▶ WHAT THE TASK REQUIRES
Format the records from the line with "Please outline every instance of the window" up to and including the line with "[[[51,125],[52,54],[20,42],[20,130]]]" as a numbered list, omitting blank lines and nothing else.

▶ DATA FOR PROCESSING

--------------------------------------------------

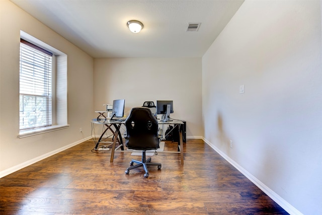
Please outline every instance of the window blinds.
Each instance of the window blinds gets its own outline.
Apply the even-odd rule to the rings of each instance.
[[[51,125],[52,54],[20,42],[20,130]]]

--------------------------------------------------

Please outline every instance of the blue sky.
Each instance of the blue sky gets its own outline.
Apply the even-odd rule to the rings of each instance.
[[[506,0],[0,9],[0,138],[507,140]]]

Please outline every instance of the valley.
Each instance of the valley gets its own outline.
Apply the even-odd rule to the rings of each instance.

--------------------------------------------------

▶ WRITTEN SOLUTION
1. Please outline every instance of the window blinds.
2. Each instance of the window blinds gets its own outline.
3. Apply the even-odd rule to the rings of each instance.
4. [[[51,125],[52,54],[20,42],[20,130]]]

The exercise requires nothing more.